§ **Written exercise 1**
In the dashboard transcript below, list the things everyone on a team shares when the dashboard is rolled out for the team.

§ **Provided passage**
Steve: Awesome. What I’m showing you here is the main dashboard. When you log in, you’re going to have a dashboard that could be rolled out at an individual level, but generally, it’s rolled out for you and your team so that everyone on the team is working off the same set of numbers, the same basic framework, the same information. Everyone could certainly customize it. We have this library of panels. There are a couple hundred panels in the system, and you can add in all sorts of custom information. If you have a business intelligence report, you can plug that into a dashboard panel. So think of it this way: most legacy software, ours included, presented you with a menu system, and the menu system demanded that a user understood their job well enough to put what they were supposed to do in the language and context of the software.

§ **Given entries**

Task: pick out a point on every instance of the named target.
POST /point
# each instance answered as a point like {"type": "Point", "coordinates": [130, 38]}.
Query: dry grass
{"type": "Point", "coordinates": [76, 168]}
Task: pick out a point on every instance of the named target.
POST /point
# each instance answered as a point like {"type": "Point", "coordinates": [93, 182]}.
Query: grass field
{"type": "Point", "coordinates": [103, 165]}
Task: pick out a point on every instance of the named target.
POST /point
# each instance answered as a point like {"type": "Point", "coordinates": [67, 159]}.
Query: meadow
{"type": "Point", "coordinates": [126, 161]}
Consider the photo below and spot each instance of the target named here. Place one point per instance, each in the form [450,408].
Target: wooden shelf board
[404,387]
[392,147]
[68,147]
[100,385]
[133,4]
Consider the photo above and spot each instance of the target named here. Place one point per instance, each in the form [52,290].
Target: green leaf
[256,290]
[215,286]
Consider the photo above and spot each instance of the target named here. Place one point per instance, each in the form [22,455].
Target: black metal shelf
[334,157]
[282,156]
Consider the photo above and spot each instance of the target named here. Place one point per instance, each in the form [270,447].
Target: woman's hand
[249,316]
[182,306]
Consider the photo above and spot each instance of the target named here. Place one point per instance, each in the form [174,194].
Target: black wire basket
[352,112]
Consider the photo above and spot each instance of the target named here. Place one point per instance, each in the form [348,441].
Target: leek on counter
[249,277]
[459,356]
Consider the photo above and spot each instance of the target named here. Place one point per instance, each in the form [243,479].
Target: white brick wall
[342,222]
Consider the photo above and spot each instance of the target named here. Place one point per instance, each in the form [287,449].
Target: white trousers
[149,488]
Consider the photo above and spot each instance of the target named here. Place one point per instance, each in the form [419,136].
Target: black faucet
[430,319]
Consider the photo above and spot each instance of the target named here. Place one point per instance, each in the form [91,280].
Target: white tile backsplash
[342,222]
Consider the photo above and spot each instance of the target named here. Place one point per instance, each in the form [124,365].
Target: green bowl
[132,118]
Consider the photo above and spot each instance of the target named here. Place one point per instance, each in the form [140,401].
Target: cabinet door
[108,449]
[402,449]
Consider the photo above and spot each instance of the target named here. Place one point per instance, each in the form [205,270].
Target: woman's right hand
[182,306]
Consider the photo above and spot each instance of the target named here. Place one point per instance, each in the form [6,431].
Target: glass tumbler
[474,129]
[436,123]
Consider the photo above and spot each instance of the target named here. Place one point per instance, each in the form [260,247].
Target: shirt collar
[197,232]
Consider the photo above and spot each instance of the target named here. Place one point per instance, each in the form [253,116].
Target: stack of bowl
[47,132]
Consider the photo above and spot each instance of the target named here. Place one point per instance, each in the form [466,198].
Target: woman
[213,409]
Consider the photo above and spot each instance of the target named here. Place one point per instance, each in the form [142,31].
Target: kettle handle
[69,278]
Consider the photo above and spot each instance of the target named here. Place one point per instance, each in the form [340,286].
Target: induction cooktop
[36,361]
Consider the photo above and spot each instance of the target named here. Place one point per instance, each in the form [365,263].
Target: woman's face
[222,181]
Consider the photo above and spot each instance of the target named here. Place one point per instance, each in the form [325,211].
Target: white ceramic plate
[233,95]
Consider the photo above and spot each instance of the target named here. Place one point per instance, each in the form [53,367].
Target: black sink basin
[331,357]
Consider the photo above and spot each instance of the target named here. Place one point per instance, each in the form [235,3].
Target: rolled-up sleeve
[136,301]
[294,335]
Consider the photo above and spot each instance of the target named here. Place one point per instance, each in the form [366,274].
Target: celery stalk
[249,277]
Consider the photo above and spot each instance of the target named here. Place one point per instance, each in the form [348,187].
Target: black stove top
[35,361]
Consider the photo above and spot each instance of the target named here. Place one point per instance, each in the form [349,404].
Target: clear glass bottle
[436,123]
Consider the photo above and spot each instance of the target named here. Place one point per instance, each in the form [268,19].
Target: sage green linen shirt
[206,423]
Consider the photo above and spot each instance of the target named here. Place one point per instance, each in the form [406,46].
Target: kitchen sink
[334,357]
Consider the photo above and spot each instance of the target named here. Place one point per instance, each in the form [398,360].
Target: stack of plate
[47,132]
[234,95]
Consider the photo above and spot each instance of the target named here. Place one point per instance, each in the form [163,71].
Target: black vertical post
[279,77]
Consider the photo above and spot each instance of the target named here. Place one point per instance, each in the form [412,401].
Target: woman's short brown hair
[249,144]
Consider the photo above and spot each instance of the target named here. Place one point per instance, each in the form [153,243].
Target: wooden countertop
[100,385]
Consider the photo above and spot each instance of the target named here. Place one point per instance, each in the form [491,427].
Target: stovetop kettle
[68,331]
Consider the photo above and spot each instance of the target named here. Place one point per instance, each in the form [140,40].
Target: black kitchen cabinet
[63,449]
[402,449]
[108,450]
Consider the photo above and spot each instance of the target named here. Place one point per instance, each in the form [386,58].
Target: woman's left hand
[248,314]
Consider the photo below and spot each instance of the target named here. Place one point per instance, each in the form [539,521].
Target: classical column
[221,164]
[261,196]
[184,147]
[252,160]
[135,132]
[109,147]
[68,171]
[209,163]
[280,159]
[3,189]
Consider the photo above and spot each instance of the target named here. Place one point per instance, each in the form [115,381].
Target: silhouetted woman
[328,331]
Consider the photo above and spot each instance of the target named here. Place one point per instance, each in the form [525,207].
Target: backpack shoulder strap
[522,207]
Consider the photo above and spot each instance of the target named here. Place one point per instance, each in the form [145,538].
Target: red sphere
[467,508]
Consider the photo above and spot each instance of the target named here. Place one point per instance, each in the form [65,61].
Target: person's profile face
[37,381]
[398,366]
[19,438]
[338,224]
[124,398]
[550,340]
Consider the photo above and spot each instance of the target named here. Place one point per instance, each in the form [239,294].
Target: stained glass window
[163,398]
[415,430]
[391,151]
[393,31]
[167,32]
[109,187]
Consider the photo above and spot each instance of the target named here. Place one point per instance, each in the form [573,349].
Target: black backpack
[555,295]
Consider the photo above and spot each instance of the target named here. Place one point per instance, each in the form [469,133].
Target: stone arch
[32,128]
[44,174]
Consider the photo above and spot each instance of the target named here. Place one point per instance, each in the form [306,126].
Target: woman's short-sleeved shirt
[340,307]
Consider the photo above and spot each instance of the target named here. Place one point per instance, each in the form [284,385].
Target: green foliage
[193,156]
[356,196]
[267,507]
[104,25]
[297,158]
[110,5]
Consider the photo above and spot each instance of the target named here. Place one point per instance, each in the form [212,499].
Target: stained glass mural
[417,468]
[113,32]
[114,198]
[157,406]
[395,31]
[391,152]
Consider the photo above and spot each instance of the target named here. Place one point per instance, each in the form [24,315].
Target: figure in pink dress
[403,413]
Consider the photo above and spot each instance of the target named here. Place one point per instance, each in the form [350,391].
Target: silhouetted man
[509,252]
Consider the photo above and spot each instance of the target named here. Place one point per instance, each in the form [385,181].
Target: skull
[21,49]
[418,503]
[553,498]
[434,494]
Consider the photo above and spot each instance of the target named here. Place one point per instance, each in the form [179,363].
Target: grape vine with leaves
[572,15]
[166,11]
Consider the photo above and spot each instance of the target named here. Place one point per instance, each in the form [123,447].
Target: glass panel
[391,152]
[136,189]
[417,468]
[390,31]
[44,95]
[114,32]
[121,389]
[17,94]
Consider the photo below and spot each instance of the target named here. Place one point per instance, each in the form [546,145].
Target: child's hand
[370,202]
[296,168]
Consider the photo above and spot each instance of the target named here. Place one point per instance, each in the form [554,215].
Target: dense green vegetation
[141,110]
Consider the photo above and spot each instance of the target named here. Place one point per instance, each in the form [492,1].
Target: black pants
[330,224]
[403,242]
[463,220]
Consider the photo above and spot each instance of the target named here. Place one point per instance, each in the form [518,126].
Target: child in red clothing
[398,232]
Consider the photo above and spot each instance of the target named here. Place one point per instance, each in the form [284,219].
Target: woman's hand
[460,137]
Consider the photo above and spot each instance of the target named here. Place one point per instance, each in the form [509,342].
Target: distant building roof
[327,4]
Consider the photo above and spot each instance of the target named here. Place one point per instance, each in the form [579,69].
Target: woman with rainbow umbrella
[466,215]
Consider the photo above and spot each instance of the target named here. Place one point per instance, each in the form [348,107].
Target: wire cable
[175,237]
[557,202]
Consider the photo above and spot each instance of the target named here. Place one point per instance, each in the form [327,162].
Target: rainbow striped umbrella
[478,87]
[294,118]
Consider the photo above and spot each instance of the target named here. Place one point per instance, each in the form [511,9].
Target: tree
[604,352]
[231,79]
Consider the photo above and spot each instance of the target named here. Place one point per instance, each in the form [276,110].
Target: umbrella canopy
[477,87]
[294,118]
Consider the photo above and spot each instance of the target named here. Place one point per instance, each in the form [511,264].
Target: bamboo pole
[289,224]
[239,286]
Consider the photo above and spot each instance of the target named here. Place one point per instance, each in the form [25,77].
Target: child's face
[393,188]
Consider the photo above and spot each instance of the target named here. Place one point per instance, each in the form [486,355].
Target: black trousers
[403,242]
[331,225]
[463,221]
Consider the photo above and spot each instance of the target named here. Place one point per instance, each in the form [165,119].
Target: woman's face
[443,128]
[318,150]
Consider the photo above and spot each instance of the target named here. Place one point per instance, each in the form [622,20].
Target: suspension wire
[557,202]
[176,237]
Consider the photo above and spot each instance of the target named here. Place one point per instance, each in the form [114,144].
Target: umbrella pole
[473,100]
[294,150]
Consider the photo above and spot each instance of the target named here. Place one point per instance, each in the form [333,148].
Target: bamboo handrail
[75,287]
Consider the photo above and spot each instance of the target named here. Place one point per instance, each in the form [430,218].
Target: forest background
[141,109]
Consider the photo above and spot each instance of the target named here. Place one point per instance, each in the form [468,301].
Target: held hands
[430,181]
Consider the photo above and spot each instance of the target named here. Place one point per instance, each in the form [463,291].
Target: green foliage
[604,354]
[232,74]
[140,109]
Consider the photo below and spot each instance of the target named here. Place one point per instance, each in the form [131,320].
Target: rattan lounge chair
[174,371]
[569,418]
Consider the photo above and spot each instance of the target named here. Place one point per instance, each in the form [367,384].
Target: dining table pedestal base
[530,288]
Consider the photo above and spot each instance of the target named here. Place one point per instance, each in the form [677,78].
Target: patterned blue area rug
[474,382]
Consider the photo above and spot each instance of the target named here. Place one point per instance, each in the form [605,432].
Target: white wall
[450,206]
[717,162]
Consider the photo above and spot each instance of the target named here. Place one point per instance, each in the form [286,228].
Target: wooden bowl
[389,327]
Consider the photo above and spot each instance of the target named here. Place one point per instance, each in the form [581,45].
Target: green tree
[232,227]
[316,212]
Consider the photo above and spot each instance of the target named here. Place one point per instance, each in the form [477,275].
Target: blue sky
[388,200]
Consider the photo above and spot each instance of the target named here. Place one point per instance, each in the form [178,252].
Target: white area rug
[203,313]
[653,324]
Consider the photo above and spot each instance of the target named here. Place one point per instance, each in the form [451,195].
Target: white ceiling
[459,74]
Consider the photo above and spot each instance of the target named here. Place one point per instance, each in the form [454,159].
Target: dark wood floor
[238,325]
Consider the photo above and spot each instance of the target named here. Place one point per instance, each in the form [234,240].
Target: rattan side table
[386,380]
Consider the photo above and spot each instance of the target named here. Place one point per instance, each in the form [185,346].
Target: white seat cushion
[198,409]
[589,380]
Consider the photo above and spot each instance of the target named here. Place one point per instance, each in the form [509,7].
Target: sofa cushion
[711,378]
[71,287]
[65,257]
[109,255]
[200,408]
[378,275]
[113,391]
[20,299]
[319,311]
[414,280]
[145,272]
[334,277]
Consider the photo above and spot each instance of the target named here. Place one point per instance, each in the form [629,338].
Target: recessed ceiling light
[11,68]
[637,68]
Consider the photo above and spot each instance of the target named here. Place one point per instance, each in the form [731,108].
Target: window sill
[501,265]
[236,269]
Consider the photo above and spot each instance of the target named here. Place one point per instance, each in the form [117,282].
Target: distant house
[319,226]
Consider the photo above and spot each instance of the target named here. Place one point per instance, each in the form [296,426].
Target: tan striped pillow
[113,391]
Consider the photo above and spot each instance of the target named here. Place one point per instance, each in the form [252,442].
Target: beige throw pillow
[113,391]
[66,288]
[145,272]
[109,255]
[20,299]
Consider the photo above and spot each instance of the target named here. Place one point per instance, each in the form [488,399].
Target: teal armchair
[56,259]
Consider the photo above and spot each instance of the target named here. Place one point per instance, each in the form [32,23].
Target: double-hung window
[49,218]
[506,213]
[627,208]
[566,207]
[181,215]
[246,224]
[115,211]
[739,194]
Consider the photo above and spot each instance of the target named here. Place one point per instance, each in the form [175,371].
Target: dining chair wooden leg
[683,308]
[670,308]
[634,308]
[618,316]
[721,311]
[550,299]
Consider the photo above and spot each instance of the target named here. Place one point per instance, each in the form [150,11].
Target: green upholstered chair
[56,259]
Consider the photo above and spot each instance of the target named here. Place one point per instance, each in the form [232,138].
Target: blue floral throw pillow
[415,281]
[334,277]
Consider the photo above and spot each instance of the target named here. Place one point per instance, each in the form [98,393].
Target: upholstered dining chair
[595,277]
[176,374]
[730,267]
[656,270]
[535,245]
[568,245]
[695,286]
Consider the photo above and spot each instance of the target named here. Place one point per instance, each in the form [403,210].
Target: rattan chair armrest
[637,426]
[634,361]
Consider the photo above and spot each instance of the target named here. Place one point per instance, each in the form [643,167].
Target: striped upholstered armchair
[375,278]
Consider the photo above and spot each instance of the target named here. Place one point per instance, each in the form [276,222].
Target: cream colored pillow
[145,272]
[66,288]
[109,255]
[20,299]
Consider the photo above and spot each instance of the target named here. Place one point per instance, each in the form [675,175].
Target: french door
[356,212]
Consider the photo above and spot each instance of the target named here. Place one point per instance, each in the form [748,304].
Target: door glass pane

§ **Written exercise 2**
Identify every line in the listing above that contains the string "door", and copy each such line. Case counts.

§ **Exercise result 1**
- the same set of numbers
- the same basic framework
- the same information

§ **Exercise result 2**
Target: cabinet door
Target: french door
Target: door glass pane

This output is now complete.